Problem to work on: Return each line of the listing below, unchanged, and omit the images.

Available records:
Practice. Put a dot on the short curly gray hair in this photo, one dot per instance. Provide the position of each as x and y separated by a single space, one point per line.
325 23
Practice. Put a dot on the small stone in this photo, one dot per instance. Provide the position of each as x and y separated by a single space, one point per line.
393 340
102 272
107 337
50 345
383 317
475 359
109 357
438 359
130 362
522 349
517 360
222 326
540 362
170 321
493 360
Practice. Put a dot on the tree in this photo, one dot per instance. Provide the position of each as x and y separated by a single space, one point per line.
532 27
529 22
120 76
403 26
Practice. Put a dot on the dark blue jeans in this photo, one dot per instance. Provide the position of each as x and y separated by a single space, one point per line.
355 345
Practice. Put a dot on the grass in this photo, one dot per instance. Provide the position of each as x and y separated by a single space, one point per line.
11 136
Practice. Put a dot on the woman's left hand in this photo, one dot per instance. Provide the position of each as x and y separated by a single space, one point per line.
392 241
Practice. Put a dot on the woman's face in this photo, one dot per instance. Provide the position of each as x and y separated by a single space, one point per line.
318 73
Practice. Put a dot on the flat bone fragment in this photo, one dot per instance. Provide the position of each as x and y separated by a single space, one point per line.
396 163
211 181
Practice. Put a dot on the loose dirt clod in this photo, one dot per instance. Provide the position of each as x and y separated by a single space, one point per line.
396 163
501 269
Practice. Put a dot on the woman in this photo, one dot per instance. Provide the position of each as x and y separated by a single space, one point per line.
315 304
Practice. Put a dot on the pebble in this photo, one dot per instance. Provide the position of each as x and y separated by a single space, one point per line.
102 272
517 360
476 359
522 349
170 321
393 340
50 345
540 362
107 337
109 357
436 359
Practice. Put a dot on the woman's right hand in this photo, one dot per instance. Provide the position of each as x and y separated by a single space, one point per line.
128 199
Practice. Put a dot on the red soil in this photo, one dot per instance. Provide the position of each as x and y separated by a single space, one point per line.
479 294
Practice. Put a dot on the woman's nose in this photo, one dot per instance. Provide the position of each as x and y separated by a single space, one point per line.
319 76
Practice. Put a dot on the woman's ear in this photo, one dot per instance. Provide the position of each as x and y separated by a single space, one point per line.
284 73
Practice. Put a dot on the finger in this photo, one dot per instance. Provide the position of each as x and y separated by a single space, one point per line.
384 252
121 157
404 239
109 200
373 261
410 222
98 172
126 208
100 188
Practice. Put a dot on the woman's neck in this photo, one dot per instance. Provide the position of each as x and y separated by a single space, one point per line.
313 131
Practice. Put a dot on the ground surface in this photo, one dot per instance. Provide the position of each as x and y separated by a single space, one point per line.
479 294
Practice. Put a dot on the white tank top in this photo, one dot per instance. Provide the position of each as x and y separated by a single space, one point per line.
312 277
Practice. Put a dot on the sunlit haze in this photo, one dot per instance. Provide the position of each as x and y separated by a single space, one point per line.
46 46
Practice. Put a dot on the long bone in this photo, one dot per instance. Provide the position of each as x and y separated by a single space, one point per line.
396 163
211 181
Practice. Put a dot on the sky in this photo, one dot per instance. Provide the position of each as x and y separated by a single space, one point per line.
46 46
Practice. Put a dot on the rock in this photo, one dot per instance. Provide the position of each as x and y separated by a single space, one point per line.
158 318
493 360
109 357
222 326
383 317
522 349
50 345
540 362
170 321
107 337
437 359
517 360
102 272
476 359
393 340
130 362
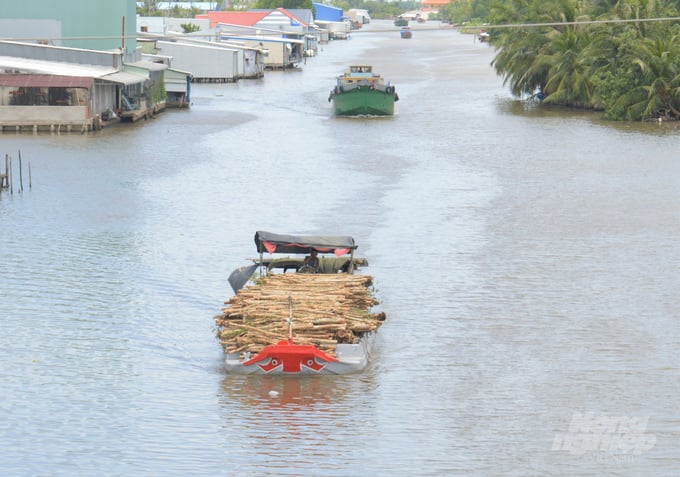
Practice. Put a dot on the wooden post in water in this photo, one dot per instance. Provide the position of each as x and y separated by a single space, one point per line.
21 176
11 180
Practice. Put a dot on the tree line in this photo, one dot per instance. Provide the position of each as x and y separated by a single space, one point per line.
619 57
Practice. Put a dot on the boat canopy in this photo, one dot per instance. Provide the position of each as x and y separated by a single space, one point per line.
277 243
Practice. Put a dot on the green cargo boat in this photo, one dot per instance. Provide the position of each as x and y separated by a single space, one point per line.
361 92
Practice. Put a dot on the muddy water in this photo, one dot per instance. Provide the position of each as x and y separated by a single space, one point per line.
527 260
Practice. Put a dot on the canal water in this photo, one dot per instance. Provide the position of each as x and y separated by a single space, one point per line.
527 260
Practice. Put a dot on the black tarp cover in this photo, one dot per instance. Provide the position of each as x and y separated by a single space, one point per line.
278 243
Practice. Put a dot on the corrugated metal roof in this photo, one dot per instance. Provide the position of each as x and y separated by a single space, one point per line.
124 78
23 66
45 81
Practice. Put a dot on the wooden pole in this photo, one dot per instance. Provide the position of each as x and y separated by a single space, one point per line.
11 179
21 177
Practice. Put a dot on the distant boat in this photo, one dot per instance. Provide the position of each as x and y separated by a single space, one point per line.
360 91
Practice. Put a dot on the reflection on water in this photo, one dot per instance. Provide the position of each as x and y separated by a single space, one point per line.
526 259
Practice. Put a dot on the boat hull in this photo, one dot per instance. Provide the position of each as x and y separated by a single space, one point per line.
285 358
364 101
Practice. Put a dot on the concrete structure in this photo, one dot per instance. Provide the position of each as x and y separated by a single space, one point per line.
47 87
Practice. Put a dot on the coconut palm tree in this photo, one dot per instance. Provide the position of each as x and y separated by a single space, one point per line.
657 61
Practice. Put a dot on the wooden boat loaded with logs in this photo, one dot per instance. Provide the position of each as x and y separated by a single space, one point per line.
299 315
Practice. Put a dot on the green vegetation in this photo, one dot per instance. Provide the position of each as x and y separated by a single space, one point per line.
628 70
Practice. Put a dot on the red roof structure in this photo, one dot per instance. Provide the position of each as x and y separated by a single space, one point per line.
234 18
433 5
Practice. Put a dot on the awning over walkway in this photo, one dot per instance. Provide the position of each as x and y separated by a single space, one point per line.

Result of the exercise:
Practice. Put a dot on the short curly gray hair in this photo, one dot per instance. Provide the position of each as x and y separated by a single space, one point per line.
325 23
Practice. Put a dot on the small stone in this photo, one dot per instance. Provide the position of each as x and y separated by a single space, one point per line.
393 340
102 272
107 337
50 345
383 317
475 359
109 357
438 359
130 362
522 349
517 360
222 326
540 362
170 321
493 360
Practice. Put a dot on the tree in this photo, one dot per instance. Provide the position of each as x and y separated by a single space, one point per line.
532 27
529 22
120 76
403 26
Practice. Put a dot on the dark blue jeans in this photo, one dot per instance. Provide the position of each as x and y separated by a single space, one point per line.
355 345
Practice. Put a dot on the grass in this photo, one dot per instance. Provide the position of each as x and y separated by a single space, one point per line.
11 136
Practice. Put a dot on the woman's left hand in this photo, one dot per instance. Provide the position of each as x and y separated by a single space, one point per line.
392 241
Practice. Put a dot on the woman's face in this photo, one dot per instance. Provide the position of each as x and y separated by a single space, one point per line.
318 73
Practice. Put a dot on the flat bone fragment in this photo, one dot per instance. Provide the position of each as x and y separated by a single space, one point per line.
396 163
211 181
Practice. Put a dot on the loose dirt clod in this photo, one dot per instance. Provide the position of each as x and y separated by a single space, one point per line.
396 163
501 269
Practice. Put a dot on the woman in this photo, one dot per instance. Provide the position of each as x and y separated by a single space, one point per line.
315 304
Practice. Put a dot on the pebble in this photo, one dot per instance. Provide the position of each as x and y separated by a single space, one point per line.
102 272
517 360
476 359
522 349
170 321
393 340
50 345
540 362
107 337
109 357
436 359
Practice. Put a dot on the woman's right hand in this photo, one dot per instance. Provide the position of each as x and y separated by a single space, one point per line.
128 199
Practice. Put a dot on the red soil in this photo, one dot per instance. Provide the position of each as x and y separated by a single space, one point per line.
479 294
Practice. Put a dot on the woman's nose in this photo, one dot per instance. Provide the position of each as x and y separated by a single space, one point per line.
319 76
Practice. Put a dot on the woman's ear in this photo, one dot per instance. Provide the position of each as x and y separated by a single space, one point per line.
284 73
Practice. Put a dot on the finger in this photo, one dot per instance. Provide the position of each as x and y separated by a single space, one point per line.
384 252
121 157
404 239
109 200
373 261
410 222
98 172
126 208
100 188
Practice. Put a dot on the woman's neck in this photo, one dot per instance. Provide the position of each as x and y separated by a single space, one point per line.
313 131
Practice. Put a dot on the ground surface in this photo, one dot per instance. Provide the position of each as x and y separated by a single space, one point per line.
479 294
Practice. Put a dot on the white tank top in this photo, one dot per instance. Provide the position of each as x and y separated by a single space, one point per line.
312 277
Practice. Put a dot on the sunlit haze in this photo, one dot per instance. Provide the position of each as x and y separated by a single space, one point per line.
46 46
Practice. Put a dot on the long bone in this photo, one dot per instance. Provide the position of each as x and y separated by a single space, one point per line.
396 163
211 181
Practice. Put a dot on the sky in this photo, one dot per instance. Provide the position of each as x and y separated by a single space, one point per line.
46 46
Practice. Put a dot on the rock in this photo, one dot per instance. Provide the position of each as x and y separated by a single space, one point per line.
158 318
493 360
109 357
222 326
383 317
522 349
50 345
540 362
170 321
107 337
437 359
517 360
102 272
476 359
393 340
130 362
Practice. Put a dot on the wooden post in water in this photo, one dot per instance. Provide the position of each as x and y separated by a single space, one point per line.
21 176
11 180
Practice. Put a dot on the tree line in this photo, one dot per instance. Provide the position of each as x and y separated by a single space, one point per line.
619 57
Practice. Put a dot on the boat canopy in this photo, one dot per instance. Provide the position of each as x and y separated by a single space, one point per line.
277 243
Practice. Put a dot on the green cargo boat in this photo, one dot per instance. Provide the position of each as x and y separated by a single space, one point per line.
361 92
Practice. Put a dot on the muddy water in this photo, one dot per instance. Provide the position of each as x and y separated by a single space, one point per line.
527 260
Practice. Put a dot on the canal water in this photo, one dot per instance. Provide the position of each as x and y separated by a single space, one point per line.
527 260
Practice. Put a dot on the black tarp cover in this photo, one dot per instance. Provide the position of each as x and y separated by a single space, one point per line.
278 243
Practice. Put a dot on the corrugated metal roof in this photo, one dot per instance. Provide the position of each as x and y separated by a single space, one point per line.
124 78
23 66
45 81
Practice. Put a dot on the wooden pole in this photo, one dot per instance. Provide the position of each as x and y separated by a single space, one point per line.
11 179
21 177
Practice. Put a dot on the distant boat in this photo, one dot per instance. Provide the position of each as x and y separated by a single space, one point per line.
360 91
Practice. Put a dot on the reflection on water in this photo, one dot per instance. Provide the position of each as x and y separated by a single space, one point per line.
526 259
Practice. Put a dot on the boat hull in this photo, one dot per instance. Provide the position of each as x and y separated by a single space, one point per line.
285 358
364 101
Practice. Put a dot on the concrete structure in this photo, one dot per instance. Provide the position of each as x and y separated by a single space, one point per line.
47 87
Practice. Put a dot on the coconut palm tree in this photo, one dot per instance. Provide the position of each as x and y separated by a single space, one point per line.
657 61
Practice. Put a dot on the wooden boat loaded with logs in this photo, one dot per instance. Provide the position of each as x and y separated by a single space, one point per line.
299 315
Practice. Put a dot on the green vegetation in this photo, one dot per instance. Provide the position of each as x and y separated by a single space, one point per line.
628 70
Practice. Put a dot on the red roof structure in this photo, one dot per instance. Provide the position of each as x and y separated by a single space, one point per line.
234 18
433 5
Practice. Put a dot on the awning over walkway in this photo, one dot per instance. Provide the position of each as x and y separated by a single space, one point per line.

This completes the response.